Problems to solve »
- 1) Extract the passage of the post on easing lockdown from "So long as this" up to and including "as Wordsworth remarked.".
- 2) In the post on easing lockdown below, what did the vet ask for when called about the dog's sticky eye?

Excerpt »
════════════════
27th June 2020
The number of new cases and deaths from Covid 19 reported each day has fallen in recent weeks and so things are gradually “returning to normal”. In fact the figures are far from negligible – we still had more than a thousand new cases every day and 186 deaths on 26th June. Our figures are higher than any other European country except Sweden. Nevertheless non-essential shops were allowed to reopen last week, and it looks as if pubs and restaurants may follow suit shortly. Children are gradually returning to school and more people are returning to work.
In most situations this is a rather new normal, quite different from how things were before last February. Our local garden centre has introduced a one way system and a complicated but highly effective way of paying for what you have bought without anyone coming within 2 metres of anyone else. Other big shops seem to have taken similar measures. The bike shop is only open by appointment, made by email or phone; when we rang the vet about our dog’s sticky eye they asked us to email photos of it to them, and when I had a blood test last week I had to wait outside until they were ready to see me. Fine in June but it won’t be such fun in November.
So long as this easing of the lockdown doesn’t lead to the dreaded “second wave” this is generally seen as a good thing. And in some ways it is, although when I heard that “non-essential” shops were to be allowed to re-open I couldn’t help wondering why, if we could do without them for three months, they were open in the first place? Clearly there are some things like clothes (and bicycle tyres) which you can manage without buying for a few months but do need eventually, but I do wonder whether lockdown has revealed how little of what we spend our time and money on really matters. ” Getting and spending we lay waste our powers” as Wordsworth remarked.
The same applies to many other “normal” activities. When I hear airline bosses lamenting at the harm travel restrictions are doing to their business I want to cheer. The disruption to people’s lives when airlines and travel firms fail or cut back is of course sad, but on the whole the world is a better and a cleaner place for us spending less time (and carbon) rushing about it.
I suspect some of this is going to be permanent – businesses will realise that the benefits of sending people half way round the world for meetings rather than sorting things out on Zoom are not worth the bills for hotels and travel, or the time lost hanging about in airports.
════════════════
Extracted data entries
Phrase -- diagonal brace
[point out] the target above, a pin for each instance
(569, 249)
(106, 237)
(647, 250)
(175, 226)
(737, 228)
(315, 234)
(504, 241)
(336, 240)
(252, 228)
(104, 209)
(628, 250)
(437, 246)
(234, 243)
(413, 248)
════════════════
Task-by-task outputs »
- 1)
So long as this easing of the lockdown doesn’t lead to the dreaded “second wave” this is generally seen as a good thing. And in some ways it is, although when I heard that “non-essential” shops were to be allowed to re-open I couldn’t help wondering why, if we could do without them for three months, they were open in the first place? Clearly there are some things like clothes (and bicycle tyres) which you can manage without buying for a few months but do need eventually, but I do wonder whether lockdown has revealed how little of what we spend our time and money on really matters. ” Getting and spending we lay waste our powers” as Wordsworth remarked.

- 2) The vet asked for photos of the eye to be emailed.